§ Task to complete: Shift every coordinate in the answers by adding 75 to each number, and write out again the lines from the one containing "of the white" through the last line below, inclusive, with the requests kept.

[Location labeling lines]
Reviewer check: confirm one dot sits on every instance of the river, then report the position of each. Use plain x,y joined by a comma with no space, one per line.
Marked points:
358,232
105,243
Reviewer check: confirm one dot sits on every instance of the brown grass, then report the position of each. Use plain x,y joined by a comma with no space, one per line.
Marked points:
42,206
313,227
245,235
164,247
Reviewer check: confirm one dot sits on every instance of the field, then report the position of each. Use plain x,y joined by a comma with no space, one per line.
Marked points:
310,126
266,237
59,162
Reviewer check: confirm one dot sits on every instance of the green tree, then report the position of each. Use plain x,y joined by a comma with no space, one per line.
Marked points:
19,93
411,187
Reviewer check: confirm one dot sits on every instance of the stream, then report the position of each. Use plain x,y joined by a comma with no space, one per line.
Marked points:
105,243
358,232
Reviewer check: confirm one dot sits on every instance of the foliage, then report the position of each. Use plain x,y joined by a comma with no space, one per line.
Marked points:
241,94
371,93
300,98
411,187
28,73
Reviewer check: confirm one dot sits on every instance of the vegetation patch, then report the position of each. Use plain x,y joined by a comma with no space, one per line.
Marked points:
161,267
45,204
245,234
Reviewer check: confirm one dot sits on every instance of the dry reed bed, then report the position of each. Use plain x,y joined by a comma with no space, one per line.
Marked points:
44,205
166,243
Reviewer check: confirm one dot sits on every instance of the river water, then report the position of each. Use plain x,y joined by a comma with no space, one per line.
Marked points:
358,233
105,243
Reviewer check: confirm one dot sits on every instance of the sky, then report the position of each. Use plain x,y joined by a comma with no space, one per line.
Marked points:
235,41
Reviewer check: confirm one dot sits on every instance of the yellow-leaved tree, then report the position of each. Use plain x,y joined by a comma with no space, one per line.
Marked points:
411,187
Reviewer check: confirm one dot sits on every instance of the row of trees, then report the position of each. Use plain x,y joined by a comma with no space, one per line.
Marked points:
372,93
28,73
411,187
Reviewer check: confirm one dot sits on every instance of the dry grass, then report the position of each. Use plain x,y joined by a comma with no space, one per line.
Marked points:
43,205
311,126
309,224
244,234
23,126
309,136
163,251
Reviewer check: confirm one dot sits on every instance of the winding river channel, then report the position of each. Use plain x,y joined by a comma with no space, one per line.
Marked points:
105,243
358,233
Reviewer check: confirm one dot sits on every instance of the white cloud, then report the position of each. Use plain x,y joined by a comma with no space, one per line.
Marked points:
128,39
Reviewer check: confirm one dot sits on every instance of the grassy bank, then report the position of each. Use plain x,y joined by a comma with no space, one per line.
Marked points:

§ The completed task:
Reviewer check: confirm one dot sits on every instance of the white cloud, then report the position of each. Use plain x,y joined by a comma with no space, one per line.
Marked points:
203,114
Reviewer check: confirm one dot sits on every instance of the grassy bank, then report the position of each. Use plain x,y joined by a comma with no space, one per line.
Marked points:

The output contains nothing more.